--- Task details ---
Pick up the article on mandatory facemasks in junior B hockey after its final sentence and continue it.

--- Study text ---
================================
Facemasks coming to junior B hockey

Players unhappy about change says Flames captain

Facemasks will be mandatory in junior B hockey next season, and many players are not happy.

Bayne Ryshak has seen lots of faces stitched up after a hockey game.

The head coach of the Ridge Meadows Flames recalled his own facial injury, in light of the new announcement by BC Hockey that all Junior B players will now be wearing facemasks.

He was a rookie, and his line was about to go out on the ice for their first power play. A defending player got the puck and snapped it down the ice, and it zipped right into the mug of the fresh-faced young Ryshack. It cut him badly.

“The corner of my mouth, right up to my nose, was flapping in the wind like a flag,” he said.

He wanted to have the trainer patch it up and get back out there, but she insisted he go to the hospital, where he got nine stitches.

The next practice he showed up with a full cage. His coach, Russ Weber, told him if he wanted to play in Friday’s game, it wouldn’t be in a cage.

“He was an old school guy. I really liked him.”

He said that warrior mentality of getting stitched up and getting back on the ice is why many players in the Pacific Junior Hockey League are now grousing about the new ruling, which will take effect in 2018-2019.

He said the opposition on social media has been deafening. In a nutshell, it makes the league feel less like junior hockey.

The ruling will include the Kootenay International Junior Hockey League (KIJHL), Pacific Junior Hockey League (PJHL) and the Vancouver Island Junior Hockey League (VIJHL) and the two (2) BC teams participating in the North West Junior Hockey League (Fort St. John Huskies and Dawson Creek Junior Canucks).

“From the safety aspect, I understand where they’re coming from,” said Ryshak. “You need your eyes.”

That said, with players wearing visors, he has not witnessed any serious eye injuries in his time as a player and coach. Just broken noses, lots of cuts, and some dental work.

“BC Hockey is proud to be recognized as a leader in risk management initiatives, and player safety is at the forefront of our program planning,” said BC Hockey CEO Barry Petrachenko in making the announcement on Tuesday.
================================
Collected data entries
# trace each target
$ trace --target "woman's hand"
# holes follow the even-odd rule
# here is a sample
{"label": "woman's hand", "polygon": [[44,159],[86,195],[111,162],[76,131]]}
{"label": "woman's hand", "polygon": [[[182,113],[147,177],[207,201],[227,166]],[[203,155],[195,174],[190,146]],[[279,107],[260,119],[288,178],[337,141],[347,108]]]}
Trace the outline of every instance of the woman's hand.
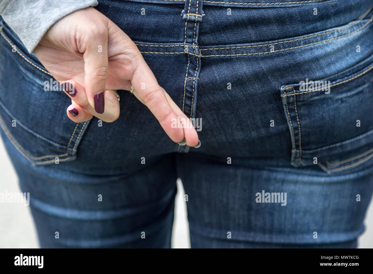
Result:
{"label": "woman's hand", "polygon": [[[57,81],[67,81],[62,86],[73,101],[67,111],[73,121],[87,121],[93,116],[115,121],[119,116],[119,103],[115,94],[105,90],[128,90],[133,85],[134,94],[172,141],[185,139],[192,147],[198,143],[191,123],[158,85],[136,45],[95,9],[75,12],[57,22],[34,53]],[[190,124],[172,128],[173,118],[178,116]]]}

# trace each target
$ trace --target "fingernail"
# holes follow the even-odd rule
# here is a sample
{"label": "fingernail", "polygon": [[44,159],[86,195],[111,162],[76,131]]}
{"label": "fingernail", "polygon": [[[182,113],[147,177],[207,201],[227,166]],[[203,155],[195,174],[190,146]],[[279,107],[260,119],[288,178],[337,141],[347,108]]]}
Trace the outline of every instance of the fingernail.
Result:
{"label": "fingernail", "polygon": [[75,97],[76,95],[76,90],[74,86],[68,82],[65,82],[60,84],[60,86],[65,92],[68,93],[71,97]]}
{"label": "fingernail", "polygon": [[197,144],[197,145],[195,146],[194,147],[195,148],[198,148],[200,146],[201,146],[201,141],[200,141],[200,139],[198,139],[198,144]]}
{"label": "fingernail", "polygon": [[105,107],[105,95],[103,91],[97,93],[93,97],[94,101],[94,110],[100,114],[104,113]]}
{"label": "fingernail", "polygon": [[178,143],[178,144],[180,145],[185,145],[186,144],[186,141],[185,140],[185,138],[184,138],[184,139],[183,141],[182,141],[181,142],[179,142]]}
{"label": "fingernail", "polygon": [[69,112],[70,113],[70,114],[74,117],[75,116],[78,116],[78,114],[79,114],[79,113],[78,112],[78,110],[75,107],[72,109],[69,110]]}

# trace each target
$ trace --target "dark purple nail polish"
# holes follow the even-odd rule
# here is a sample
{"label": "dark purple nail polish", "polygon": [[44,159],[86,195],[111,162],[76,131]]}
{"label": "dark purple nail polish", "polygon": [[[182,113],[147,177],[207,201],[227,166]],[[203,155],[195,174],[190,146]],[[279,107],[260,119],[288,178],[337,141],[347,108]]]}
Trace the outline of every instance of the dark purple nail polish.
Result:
================================
--- Response for this exercise ---
“Our game is faster than it has ever been, and as a result we face increased challenges and responsibilities relative to safety. We are confident that through this initiative facial and dental injuries will be greatly reduced.”

The data on facial and dental injuries while wearing half visors compared to full face is “staggering,” said a BC Hockey press release. From 2010-15, over 370 dental injuries with players wearing half visors were reported to Hockey Canada as compared to just eight for those who wore full face protection. During the same time period, the overall cost of dental claims were significantly lower in the full face category; $288,000 versus $7,500.

Junior B teams will see a 71 per cent reduction in major medical and dental premiums under the Hockey Canada Insurance Program (down 35 dollars to 10 dollars per player) with the move to full face protection.

So, Ryshak asks, why did the ruling not also take in the BC Junior Hockey League?

“The same issues apply, and they send more kids on to the NCAA that we do, and they wear facemasks.”

Flames team captain Andrew Strelezki said most players don’t agree with the decision, and really like the visors they wear now. He would like to see veterans have the option of sticking with visors.

“They should grandfather it, so players in the league have a choice, but new players don’t,” he said.

He wore a facemask last year during he playoffs due to injury, and said it was a bit of an adjustment in seeing the ice.

“But you’ve got a lot less to worry about,” he said, noting it might actually lead to a more aggressive playing style.

“It won’t take away from the skill level.”

He noted there are a handful of players around the league who already wear full cages voluntarily.

Strelezki said full cages might put a damper on fighting, but in his four years in the league his team has been involved in a limited number of fights.

“They’re trying to get that out of the game anyway,” he said. “Our coaches don’t encourage it.”

“We’ll probably be the first league to get rid of fighting too.”

This season, the VIJHL Peninsula Panthers became the first junior team in BC to make the change to facemasks voluntarily. The Ontario Hockey Association (OHA) also applied full face protection for Junior A and Junior B teams.